[AVAILABLE DATA — start]

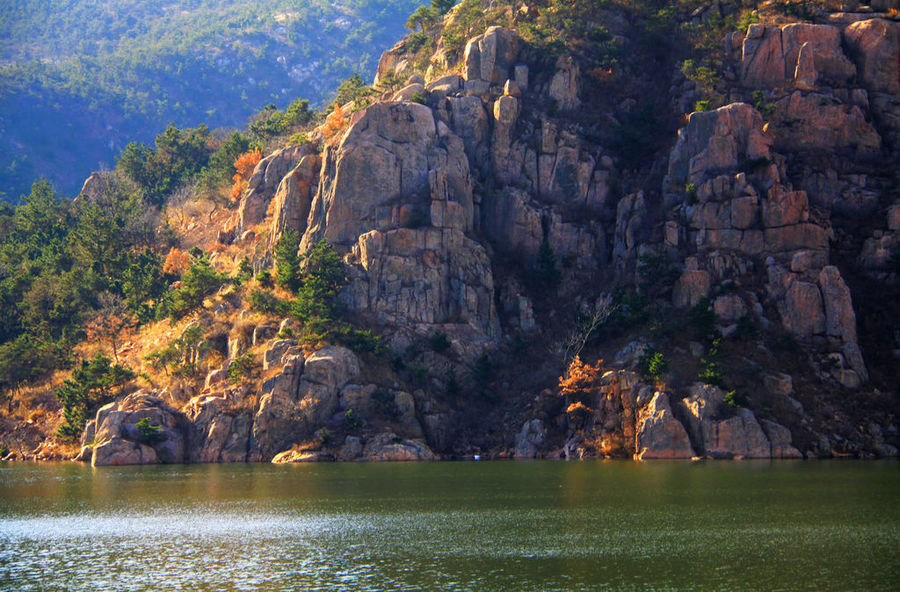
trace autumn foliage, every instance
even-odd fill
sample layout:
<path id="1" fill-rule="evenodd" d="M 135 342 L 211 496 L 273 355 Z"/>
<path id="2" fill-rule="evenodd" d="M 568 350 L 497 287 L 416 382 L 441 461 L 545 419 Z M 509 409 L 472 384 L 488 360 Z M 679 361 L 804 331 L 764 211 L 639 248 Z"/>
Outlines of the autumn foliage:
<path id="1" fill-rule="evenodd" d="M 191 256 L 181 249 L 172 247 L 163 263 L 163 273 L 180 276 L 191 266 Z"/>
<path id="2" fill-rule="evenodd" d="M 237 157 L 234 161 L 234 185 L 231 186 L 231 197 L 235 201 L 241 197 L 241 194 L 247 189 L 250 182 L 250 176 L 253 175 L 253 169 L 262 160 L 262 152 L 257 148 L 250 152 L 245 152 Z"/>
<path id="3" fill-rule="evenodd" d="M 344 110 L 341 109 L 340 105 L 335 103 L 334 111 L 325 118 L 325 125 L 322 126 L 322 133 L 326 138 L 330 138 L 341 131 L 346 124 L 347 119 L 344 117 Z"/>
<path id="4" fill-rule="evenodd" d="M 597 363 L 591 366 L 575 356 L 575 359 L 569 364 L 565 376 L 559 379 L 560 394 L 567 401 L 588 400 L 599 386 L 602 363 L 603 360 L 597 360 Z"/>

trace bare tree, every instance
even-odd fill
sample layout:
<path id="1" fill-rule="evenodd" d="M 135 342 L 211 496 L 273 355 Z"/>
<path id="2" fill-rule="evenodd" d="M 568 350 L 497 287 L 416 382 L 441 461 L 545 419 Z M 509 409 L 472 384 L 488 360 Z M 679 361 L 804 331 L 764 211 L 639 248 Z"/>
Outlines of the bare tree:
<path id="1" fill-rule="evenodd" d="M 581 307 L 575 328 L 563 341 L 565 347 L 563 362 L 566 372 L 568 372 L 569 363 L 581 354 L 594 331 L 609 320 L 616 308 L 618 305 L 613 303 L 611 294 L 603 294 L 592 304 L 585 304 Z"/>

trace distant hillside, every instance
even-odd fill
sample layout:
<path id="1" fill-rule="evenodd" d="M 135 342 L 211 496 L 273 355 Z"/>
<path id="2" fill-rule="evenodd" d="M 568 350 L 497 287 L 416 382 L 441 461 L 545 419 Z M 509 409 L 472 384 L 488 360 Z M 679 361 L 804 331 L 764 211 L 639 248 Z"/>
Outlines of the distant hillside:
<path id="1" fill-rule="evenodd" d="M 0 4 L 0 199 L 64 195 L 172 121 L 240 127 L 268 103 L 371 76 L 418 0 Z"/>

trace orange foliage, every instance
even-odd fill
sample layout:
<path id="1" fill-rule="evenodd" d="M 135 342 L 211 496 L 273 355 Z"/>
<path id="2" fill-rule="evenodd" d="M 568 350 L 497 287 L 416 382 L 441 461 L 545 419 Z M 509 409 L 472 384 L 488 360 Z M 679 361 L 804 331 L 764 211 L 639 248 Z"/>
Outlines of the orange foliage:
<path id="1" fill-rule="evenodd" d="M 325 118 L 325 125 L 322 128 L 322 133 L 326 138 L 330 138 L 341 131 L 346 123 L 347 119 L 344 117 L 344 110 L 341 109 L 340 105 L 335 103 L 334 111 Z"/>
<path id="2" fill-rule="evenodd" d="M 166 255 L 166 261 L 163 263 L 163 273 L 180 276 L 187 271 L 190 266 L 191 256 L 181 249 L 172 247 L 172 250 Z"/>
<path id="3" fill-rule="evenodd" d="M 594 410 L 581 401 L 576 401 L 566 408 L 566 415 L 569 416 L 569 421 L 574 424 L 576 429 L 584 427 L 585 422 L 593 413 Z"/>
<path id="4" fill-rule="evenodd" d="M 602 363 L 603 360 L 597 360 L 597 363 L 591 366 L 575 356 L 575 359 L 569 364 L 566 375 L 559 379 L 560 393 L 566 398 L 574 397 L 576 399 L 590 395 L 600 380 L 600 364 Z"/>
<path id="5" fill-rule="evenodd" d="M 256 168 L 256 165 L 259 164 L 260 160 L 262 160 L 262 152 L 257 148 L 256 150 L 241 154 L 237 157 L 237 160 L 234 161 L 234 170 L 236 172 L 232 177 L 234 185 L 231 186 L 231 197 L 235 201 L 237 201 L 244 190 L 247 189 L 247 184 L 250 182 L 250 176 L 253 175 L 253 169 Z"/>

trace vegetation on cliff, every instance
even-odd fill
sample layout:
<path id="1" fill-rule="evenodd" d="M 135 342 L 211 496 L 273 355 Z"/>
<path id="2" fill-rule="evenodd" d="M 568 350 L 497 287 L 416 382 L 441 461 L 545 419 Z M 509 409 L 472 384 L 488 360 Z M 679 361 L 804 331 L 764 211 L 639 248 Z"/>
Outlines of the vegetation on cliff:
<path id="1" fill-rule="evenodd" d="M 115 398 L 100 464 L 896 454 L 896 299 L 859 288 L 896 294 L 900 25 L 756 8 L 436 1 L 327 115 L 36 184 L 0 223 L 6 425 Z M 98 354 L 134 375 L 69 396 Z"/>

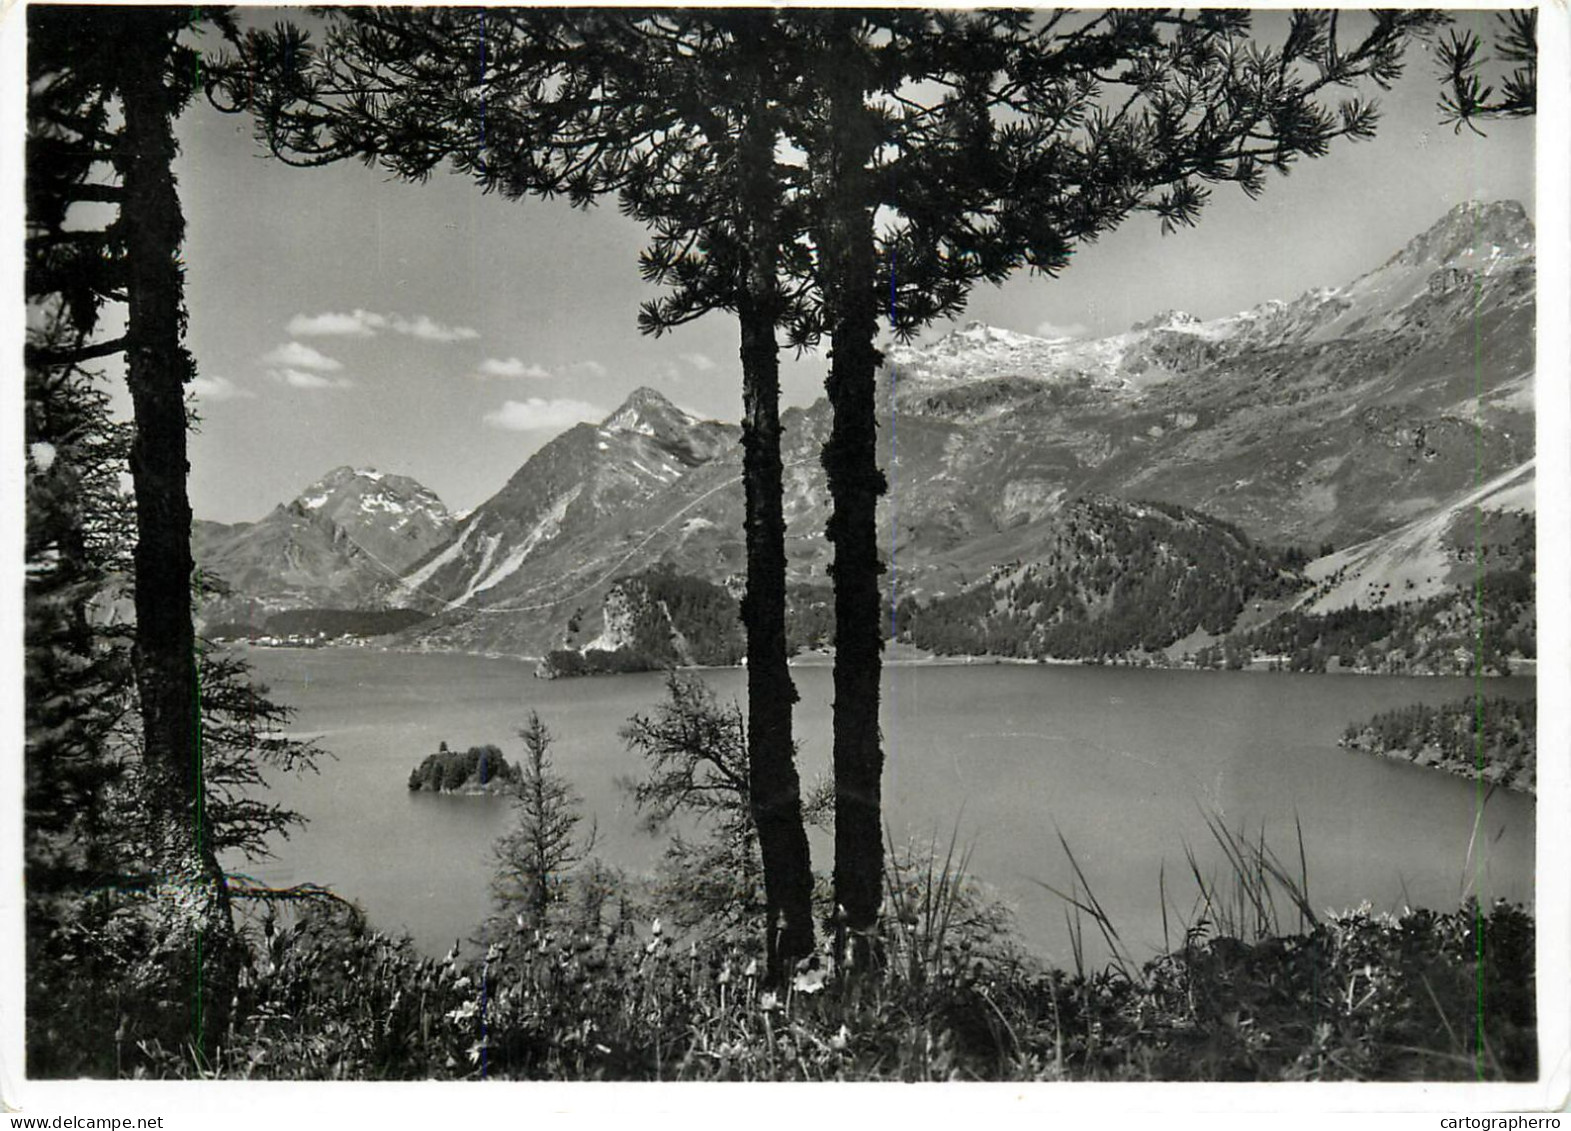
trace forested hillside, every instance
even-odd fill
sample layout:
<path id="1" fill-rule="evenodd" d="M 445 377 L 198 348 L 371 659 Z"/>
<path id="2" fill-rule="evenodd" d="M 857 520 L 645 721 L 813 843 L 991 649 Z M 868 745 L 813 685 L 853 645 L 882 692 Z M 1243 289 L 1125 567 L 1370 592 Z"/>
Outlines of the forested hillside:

[AVAILABLE DATA — finish]

EXERCISE REQUIREMENTS: An exact transcript of the listing is needed, free of pictures.

EXPECTED OUTPUT:
trace autumn foliage, every instance
even-odd fill
sample layout:
<path id="1" fill-rule="evenodd" d="M 135 342 L 211 496 L 273 355 Z"/>
<path id="2" fill-rule="evenodd" d="M 568 350 L 497 287 L 416 382 L 441 461 L 545 419 Z M 509 409 L 472 384 L 488 360 Z M 679 361 L 804 331 L 764 211 L 639 248 Z"/>
Outlines of the autumn foliage:
<path id="1" fill-rule="evenodd" d="M 191 256 L 181 249 L 172 247 L 163 263 L 163 273 L 180 276 L 191 266 Z"/>
<path id="2" fill-rule="evenodd" d="M 237 157 L 234 161 L 234 185 L 231 186 L 231 197 L 235 201 L 241 197 L 241 194 L 247 189 L 250 182 L 250 176 L 253 175 L 253 169 L 262 160 L 262 152 L 257 148 L 250 152 L 245 152 Z"/>
<path id="3" fill-rule="evenodd" d="M 344 110 L 341 109 L 340 105 L 335 103 L 334 111 L 325 118 L 325 125 L 322 126 L 322 133 L 326 138 L 330 138 L 341 131 L 346 124 L 347 119 L 344 117 Z"/>
<path id="4" fill-rule="evenodd" d="M 597 363 L 591 366 L 575 356 L 575 359 L 569 364 L 565 376 L 559 379 L 560 394 L 567 401 L 588 400 L 599 386 L 602 363 L 603 360 L 597 360 Z"/>

trace bare tree, every instance
even-odd fill
sample layout:
<path id="1" fill-rule="evenodd" d="M 135 342 L 211 496 L 273 355 Z"/>
<path id="2" fill-rule="evenodd" d="M 568 350 L 497 287 L 416 382 L 441 461 L 545 419 Z M 509 409 L 472 384 L 488 360 Z M 679 361 L 804 331 L 764 211 L 639 248 Z"/>
Outlines of the bare tree:
<path id="1" fill-rule="evenodd" d="M 581 307 L 575 328 L 563 341 L 565 347 L 563 362 L 566 372 L 568 372 L 569 363 L 581 354 L 594 331 L 609 320 L 616 308 L 618 305 L 613 303 L 611 294 L 603 294 L 592 304 L 585 304 Z"/>

trace distant hillside, every instance
even-odd fill
sample layout:
<path id="1" fill-rule="evenodd" d="M 135 342 L 211 496 L 273 355 Z"/>
<path id="2" fill-rule="evenodd" d="M 568 350 L 497 287 L 416 382 L 441 461 L 545 419 Z M 509 409 L 472 384 L 488 360 Z M 679 361 L 804 331 L 764 211 L 639 248 Z"/>
Outlines of the distant hillside:
<path id="1" fill-rule="evenodd" d="M 0 4 L 0 199 L 64 195 L 172 121 L 240 127 L 268 103 L 371 76 L 418 0 Z"/>

trace orange foliage, every instance
even-odd fill
sample layout:
<path id="1" fill-rule="evenodd" d="M 135 342 L 211 496 L 273 355 Z"/>
<path id="2" fill-rule="evenodd" d="M 568 350 L 497 287 L 416 382 L 441 461 L 545 419 Z M 509 409 L 472 384 L 488 360 Z M 679 361 L 804 331 L 764 211 L 639 248 Z"/>
Outlines of the orange foliage:
<path id="1" fill-rule="evenodd" d="M 325 118 L 325 125 L 322 128 L 322 133 L 326 138 L 330 138 L 341 131 L 346 123 L 347 119 L 344 117 L 344 110 L 341 109 L 340 105 L 335 103 L 334 111 Z"/>
<path id="2" fill-rule="evenodd" d="M 166 255 L 166 261 L 163 263 L 163 273 L 180 276 L 187 271 L 190 266 L 191 256 L 181 249 L 172 247 L 172 250 Z"/>
<path id="3" fill-rule="evenodd" d="M 594 410 L 581 401 L 576 401 L 566 408 L 566 415 L 569 416 L 569 421 L 574 424 L 576 429 L 584 427 L 585 422 L 593 413 Z"/>
<path id="4" fill-rule="evenodd" d="M 602 363 L 603 360 L 597 360 L 597 363 L 591 366 L 575 356 L 575 359 L 569 364 L 566 375 L 559 379 L 560 393 L 566 398 L 574 397 L 576 399 L 590 395 L 600 380 L 600 364 Z"/>
<path id="5" fill-rule="evenodd" d="M 256 168 L 256 165 L 259 164 L 260 160 L 262 160 L 262 152 L 257 148 L 256 150 L 241 154 L 237 157 L 237 160 L 234 161 L 234 170 L 236 172 L 232 177 L 234 185 L 231 186 L 231 197 L 235 201 L 237 201 L 244 190 L 247 189 L 247 184 L 250 182 L 250 176 L 253 175 L 253 169 Z"/>

trace vegetation on cliff, every instance
even-odd fill
sample layout:
<path id="1" fill-rule="evenodd" d="M 135 342 L 211 496 L 273 355 Z"/>
<path id="2" fill-rule="evenodd" d="M 568 350 L 497 287 L 416 382 L 441 461 L 545 419 Z M 509 409 L 472 384 L 488 360 Z M 679 361 L 804 331 L 764 211 L 639 248 Z"/>
Outlines of the vegetation on cliff:
<path id="1" fill-rule="evenodd" d="M 115 398 L 100 464 L 896 454 L 896 299 L 859 288 L 896 294 L 900 25 L 756 8 L 436 1 L 327 115 L 36 184 L 0 223 L 6 425 Z M 98 354 L 134 375 L 69 396 Z"/>

trace forested hillside, every instance
even-odd fill
sample layout:
<path id="1" fill-rule="evenodd" d="M 445 377 L 198 348 L 371 659 Z"/>
<path id="2" fill-rule="evenodd" d="M 857 520 L 645 721 L 813 843 L 991 649 Z M 868 745 L 813 685 L 853 645 L 882 692 Z M 1243 289 L 1125 567 L 1370 592 Z"/>
Outlines of the forested hillside:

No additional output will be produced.